• **Petunjuk Pengerjaan**
Tuliskan ulang tanpa perubahan bagian kode notebook BM25 di bawah, mulai dari "# Pastikan kolom" sampai dengan "kamu bisa rename.".

• **Teks yang Diberikan**
----
In [1]:
pip install pandas numpy rank-bm25

Collecting rank-bm25
  Downloading rank_bm25-0.2.2-py3-none-any.whl.metadata (3.2 kB)
Downloading rank_bm25-0.2.2-py3-none-any.whl (8.6 kB)
Installing collected packages: rank-bm25
Successfully installed rank-bm25-0.2.2
Note: you may need to restart the kernel to use updated packages.



[notice] A new release of pip is available: 25.2 -> 25.3
[notice] To update, run: python.exe -m pip install --upgrade pip


In [None]:
import re
import pandas as pd
from rank_bm25 import BM25Okapi

# ========= KONFIG =========
CSV_PATH = "aksesoriWanita_enriched.csv"   # ganti sesuai file kamu
ENCODING = "utf-8"                         # kalau error coba "utf-8-sig"
TOPK = 20

# Kolom yang dipakai untuk membentuk dokumen (boleh kamu ubah)
TEXT_COLS = [
    "name",
    "category_breadcrumb",   # atau "categoryBreadcrumbs" / "category.breadcrumb"
    "shop_city"              # atau "shop.city"
]

# Kolom output yang mau ditampilkan
OUT_COLS = [
    "id", "name", "url",
    "category_breadcrumb",
    "price_number",
    "rating",
    "discountPercentage",
    "shop_id", "shop_name", "shop_city", "shop_tier"
]

# ========= UTIL =========
def safe_get_col(df: pd.DataFrame, col: str) -> pd.Series:
    """Ambil kolom kalau ada, kalau tidak ada buat kolom kosong."""
    if col in df.columns:
        return df[col].fillna("").astype(str)
    return pd.Series([""] * len(df))

def tokenize(text: str):
    text = text.lower()
    text = re.sub(r"[^a-z0-9\s]", " ", text)
    text = re.sub(r"\s+", " ", text).strip()
    return text.split()

def build_document(df: pd.DataFrame) -> pd.Series:
    parts = []
    for c in TEXT_COLS:
        parts.append(safe_get_col(df, c))
    doc = parts[0]
    for p in parts[1:]:
        doc = doc + " " + p
    return doc

# ========= LOAD =========
df = pd.read_csv(CSV_PATH, encoding=ENCODING)

# Pastikan kolom penting ada (kalau berbeda nama, mapping manual di bawah)
# Kalau CSV kamu pakai nama kolom versi nested (mis. "shop.id"), kamu bisa rename.
rename_map = {
    # contoh mapping yang sering terjadi (aktifkan bila perlu):
    "shop.id": "shop_id",
    "shop.name": "shop_name",
    "shop.city": "shop_city",
    "shop.tier": "shop_tier",
    "category.breadcrumb": "category_breadcrumb",
    "price.number": "price_number",
    "price.discountPercentage": "discountPercentage",
    "mediaURL.image": "mediaURL_image",
}
for old, new in rename_map.items():
    if old in df.columns and new not in df.columns:
        df = df.rename(columns={old: new})

# ========= BUILD CORPUS =========
df["doc"] = build_document(df)
corpus_tokens = df["doc"].apply(tokenize).tolist()

bm25 = BM25Okapi(corpus_tokens)
----
• **Cuplikan Data**
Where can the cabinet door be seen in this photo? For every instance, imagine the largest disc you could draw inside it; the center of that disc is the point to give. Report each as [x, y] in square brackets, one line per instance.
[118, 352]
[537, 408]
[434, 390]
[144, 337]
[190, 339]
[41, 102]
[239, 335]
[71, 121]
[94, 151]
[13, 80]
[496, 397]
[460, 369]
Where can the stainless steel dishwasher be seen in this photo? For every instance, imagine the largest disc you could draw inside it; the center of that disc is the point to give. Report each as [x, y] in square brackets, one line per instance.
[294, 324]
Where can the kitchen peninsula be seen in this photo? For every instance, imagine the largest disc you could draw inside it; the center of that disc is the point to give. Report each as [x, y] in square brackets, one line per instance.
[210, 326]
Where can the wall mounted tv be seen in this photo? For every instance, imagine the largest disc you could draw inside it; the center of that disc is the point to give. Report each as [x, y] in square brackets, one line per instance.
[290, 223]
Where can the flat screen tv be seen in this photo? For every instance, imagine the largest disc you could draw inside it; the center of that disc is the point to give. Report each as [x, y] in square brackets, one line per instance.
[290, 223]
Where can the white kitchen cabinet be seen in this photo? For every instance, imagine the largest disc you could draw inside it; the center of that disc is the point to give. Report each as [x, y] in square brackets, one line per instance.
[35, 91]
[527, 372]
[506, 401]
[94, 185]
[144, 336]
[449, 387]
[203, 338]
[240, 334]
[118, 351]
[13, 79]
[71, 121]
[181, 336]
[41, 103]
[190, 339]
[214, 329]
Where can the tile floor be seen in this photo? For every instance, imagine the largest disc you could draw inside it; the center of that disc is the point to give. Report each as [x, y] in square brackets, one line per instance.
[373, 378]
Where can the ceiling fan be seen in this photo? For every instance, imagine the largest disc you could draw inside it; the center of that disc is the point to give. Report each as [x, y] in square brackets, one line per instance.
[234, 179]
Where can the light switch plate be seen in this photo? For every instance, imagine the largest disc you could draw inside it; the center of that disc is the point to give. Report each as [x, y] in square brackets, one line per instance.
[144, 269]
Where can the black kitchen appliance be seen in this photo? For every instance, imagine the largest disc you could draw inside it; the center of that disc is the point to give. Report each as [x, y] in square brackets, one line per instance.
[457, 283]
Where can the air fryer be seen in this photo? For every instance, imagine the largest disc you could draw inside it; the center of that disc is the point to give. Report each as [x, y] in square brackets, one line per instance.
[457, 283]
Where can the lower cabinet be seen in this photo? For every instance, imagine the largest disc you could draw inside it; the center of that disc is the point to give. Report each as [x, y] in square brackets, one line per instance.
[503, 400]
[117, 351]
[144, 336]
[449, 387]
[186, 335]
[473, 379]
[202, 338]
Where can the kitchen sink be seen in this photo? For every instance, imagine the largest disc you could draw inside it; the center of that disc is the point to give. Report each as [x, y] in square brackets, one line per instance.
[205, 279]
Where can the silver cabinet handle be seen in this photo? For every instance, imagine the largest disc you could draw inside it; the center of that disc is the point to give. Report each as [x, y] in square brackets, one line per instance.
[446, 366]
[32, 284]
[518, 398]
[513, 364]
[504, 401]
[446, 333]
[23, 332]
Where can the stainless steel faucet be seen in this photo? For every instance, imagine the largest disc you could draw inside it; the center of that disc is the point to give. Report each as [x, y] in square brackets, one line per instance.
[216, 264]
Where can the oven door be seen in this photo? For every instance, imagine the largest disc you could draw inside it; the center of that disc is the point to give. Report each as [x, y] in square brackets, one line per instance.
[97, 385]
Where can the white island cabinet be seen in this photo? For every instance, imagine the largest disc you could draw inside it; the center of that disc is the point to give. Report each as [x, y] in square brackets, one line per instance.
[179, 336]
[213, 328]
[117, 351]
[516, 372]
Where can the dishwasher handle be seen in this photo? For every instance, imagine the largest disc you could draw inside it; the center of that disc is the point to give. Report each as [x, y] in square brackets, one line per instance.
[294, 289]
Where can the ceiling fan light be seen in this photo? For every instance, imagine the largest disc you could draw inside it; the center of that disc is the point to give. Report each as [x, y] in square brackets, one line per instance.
----
• **Hasil Keluaran**
# Pastikan kolom penting ada (kalau berbeda nama, mapping manual di bawah)
# Kalau CSV kamu pakai nama kolom versi nested (mis. "shop.id"), kamu bisa rename.